TEXT SHOWN section start
Wednesday, October 04, 2006

the conspiracy blog

There is a conspiracy to make me clean my apartment.

Those who know me will laugh, because I am a neat freak. I tolerate piles of untidiness, confined to baskets, placed in specific corners. If your home is a bit tidier after I leave, well, I do apologize. And I do apologize - often - until the SIL told me, kindly, that she was prepared to tolerate my obvious neurosis. The FIL invited me to stay for a week…

And now we have mice. First one mouse, now two. The Eldest, entranced, spent some time singing ‘come out, come out little mousie’ songs to the pantry, while I grimly collected exterminator phone numbers (from Angie’s List, BTW, a wonderful resource) and chasing the boys around with a dustpan.

Two days later, my kitchen is spotless, my pantry organized into barracks made of plastic or glass, and the floors gleaming. I spent a Martha moment wishing the pantry’s containers all matched, then moved on.
TEXT SHOWN section end
Reproduce the blog post above word for word, everything from "There is a conspiracy" down to "with a dustpan.".
DATASET EXTRACT section start
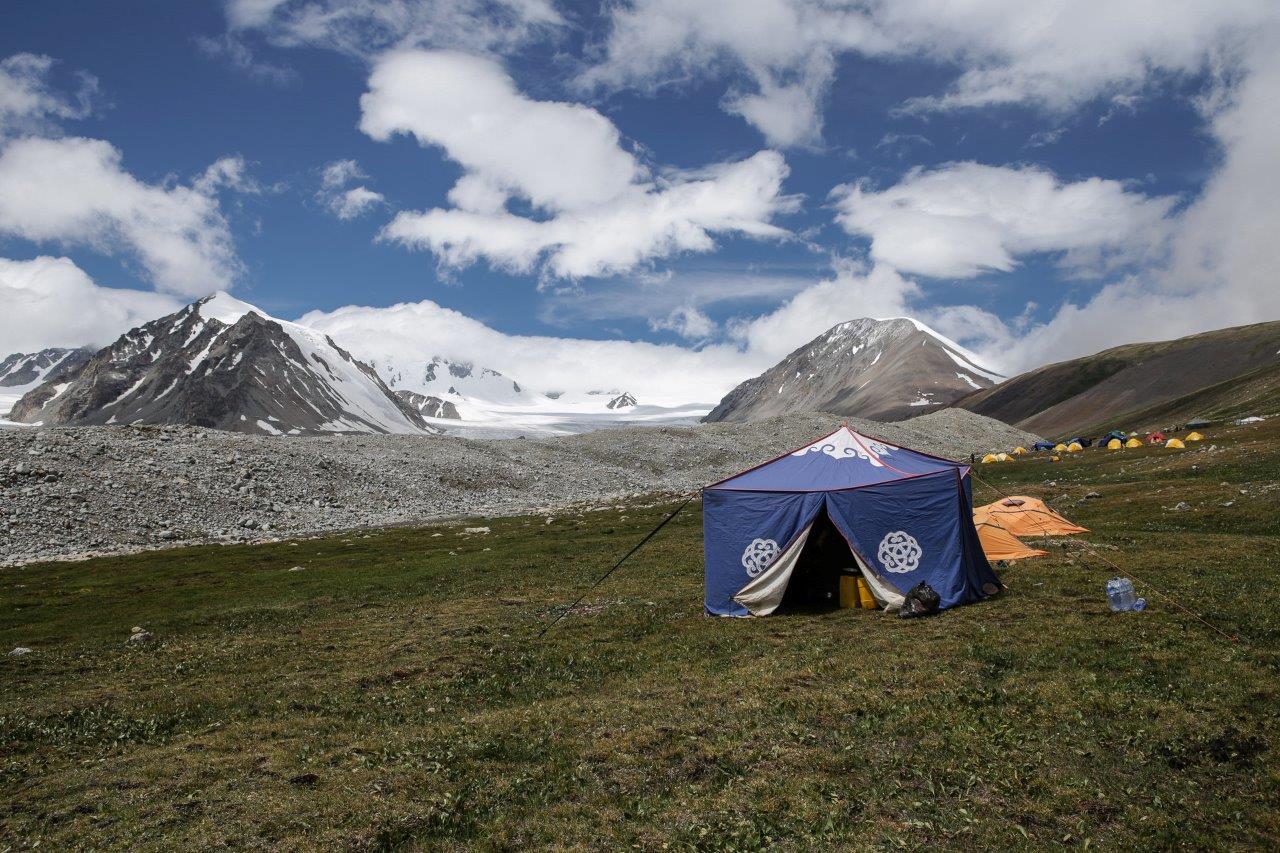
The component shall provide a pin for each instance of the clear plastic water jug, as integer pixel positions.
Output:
(1120, 594)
DATASET EXTRACT section end
(WRITTEN ANSWER):
There is a conspiracy to make me clean my apartment.

Those who know me will laugh, because I am a neat freak. I tolerate piles of untidiness, confined to baskets, placed in specific corners. If your home is a bit tidier after I leave, well, I do apologize. And I do apologize - often - until the SIL told me, kindly, that she was prepared to tolerate my obvious neurosis. The FIL invited me to stay for a week…

And now we have mice. First one mouse, now two. The Eldest, entranced, spent some time singing ‘come out, come out little mousie’ songs to the pantry, while I grimly collected exterminator phone numbers (from Angie’s List, BTW, a wonderful resource) and chasing the boys around with a dustpan.